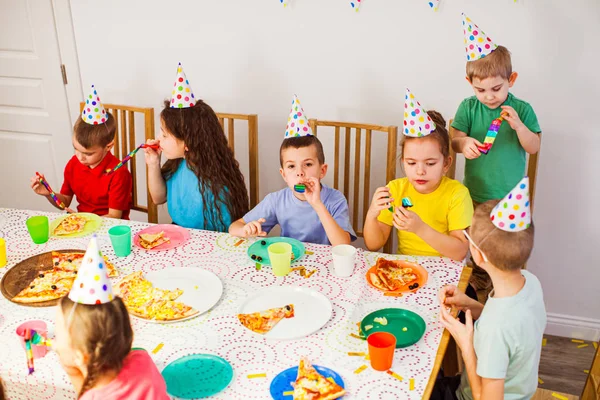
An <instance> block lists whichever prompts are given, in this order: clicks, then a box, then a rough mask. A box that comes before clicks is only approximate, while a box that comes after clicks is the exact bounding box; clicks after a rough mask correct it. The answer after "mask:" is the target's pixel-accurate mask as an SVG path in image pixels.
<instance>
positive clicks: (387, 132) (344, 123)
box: [308, 119, 398, 253]
mask: <svg viewBox="0 0 600 400" xmlns="http://www.w3.org/2000/svg"><path fill="white" fill-rule="evenodd" d="M308 122H309V124H310V127H311V128H312V130H313V133H314V134H315V136H316V135H317V130H318V129H317V128H318V127H320V126H322V127H333V128H334V134H335V136H334V141H335V145H334V162H333V187H334V188H335V189H338V190H340V182H339V181H340V153H341V147H340V134H341V133H340V130H341V129H342V128H343V129H344V135H345V140H344V142H345V146H344V149H343V153H344V185H343V190H342V192H343V193H344V196H346V199H348V201H349V203H350V197H349V194H350V177H351V176H352V177H353V179H354V183H353V189H354V193H353V198H352V202H351V204H352V206H351V210H350V212H351V218H352V226H353V228H354V230H355V232H356V234H357V235H358V236H360V237H362V236H363V231H362V228H363V222H362V221H364V218H365V216H366V214H367V210H368V209H369V205H370V203H371V196H372V195H373V193H371V190H370V181H371V139H372V132H382V133H383V134H387V155H386V173H385V179H386V183H387V182H389V181H391V180H393V179H394V178H395V177H396V162H397V160H396V152H397V143H398V127H397V126H380V125H369V124H359V123H348V122H337V121H321V120H317V119H310V120H309V121H308ZM352 130H354V132H355V134H354V143H355V148H354V159H353V161H354V171H352V172H351V171H350V166H351V165H350V164H351V163H350V161H351V160H350V157H351V154H350V146H351V140H352ZM363 130H364V132H365V149H364V168H363V172H362V176H363V189H362V201H363V207H362V214H361V217H362V218H361V219H360V220H359V206H360V198H361V193H360V178H361V162H360V160H361V154H363V152H362V151H361V144H362V131H363ZM359 222H360V223H359ZM392 241H393V235H390V238H389V239H388V241H387V243H386V244H385V245H384V247H383V251H384V252H386V253H391V252H392Z"/></svg>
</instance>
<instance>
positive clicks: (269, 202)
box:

********************

= EXERCISE BRIEF =
Convert all of the material above into a numbered list, one line per item, with blank lines and pictures left out.

= RESULT =
1. An <instance> block lists whichever prompts are given, in this order: clicks, then a box, then a rough mask. A box that comes before clicks is only approximate, while a box that comes after clicks is the exact bounding box; clicks after a rough mask correct it. The answer after "mask:" is the target's pixel-accurate mask as an SVG path in image pixels.
2. <instance>
3. positive clicks: (387, 132) (344, 123)
4. box: [308, 119, 398, 253]
5. mask: <svg viewBox="0 0 600 400" xmlns="http://www.w3.org/2000/svg"><path fill="white" fill-rule="evenodd" d="M308 122H309V124H310V127H311V128H312V130H313V133H314V134H315V136H316V135H317V130H318V129H317V128H318V127H320V126H322V127H333V128H334V134H335V136H334V141H335V145H334V162H333V187H334V188H335V189H338V190H340V182H339V181H340V153H341V147H340V134H341V133H340V130H341V129H342V128H343V129H344V135H345V140H344V142H345V146H344V149H343V153H344V185H343V190H342V192H343V193H344V196H346V199H348V201H349V203H350V197H349V194H350V177H351V176H352V177H353V179H354V183H353V189H354V193H353V198H352V202H351V204H352V206H351V210H350V212H351V218H352V226H353V228H354V230H355V232H356V234H357V235H358V236H360V237H362V236H363V231H362V228H363V222H362V221H364V218H365V216H366V214H367V210H368V209H369V205H370V203H371V196H372V195H373V193H371V190H370V181H371V139H372V132H382V133H383V134H387V155H386V173H385V179H386V183H387V182H389V181H391V180H393V179H394V178H395V177H396V162H397V160H396V152H397V143H398V127H397V126H380V125H369V124H359V123H348V122H337V121H321V120H317V119H310V120H309V121H308ZM352 130H354V132H355V134H354V143H355V148H354V159H353V161H354V171H352V172H351V171H350V166H351V165H350V164H351V163H350V161H351V160H350V157H351V154H350V146H351V140H352ZM363 130H364V132H365V149H364V168H363V172H362V176H363V189H362V201H363V207H362V214H361V217H362V218H361V219H360V220H359V206H360V198H361V193H360V178H361V162H360V160H361V154H363V152H362V151H361V144H362V131H363ZM359 222H360V223H359ZM392 241H393V235H390V238H389V239H388V241H387V243H386V244H385V245H384V247H383V251H384V252H386V253H391V252H392Z"/></svg>
6. </instance>
7. <instance>
8. positive clicks: (269, 202)
9. box:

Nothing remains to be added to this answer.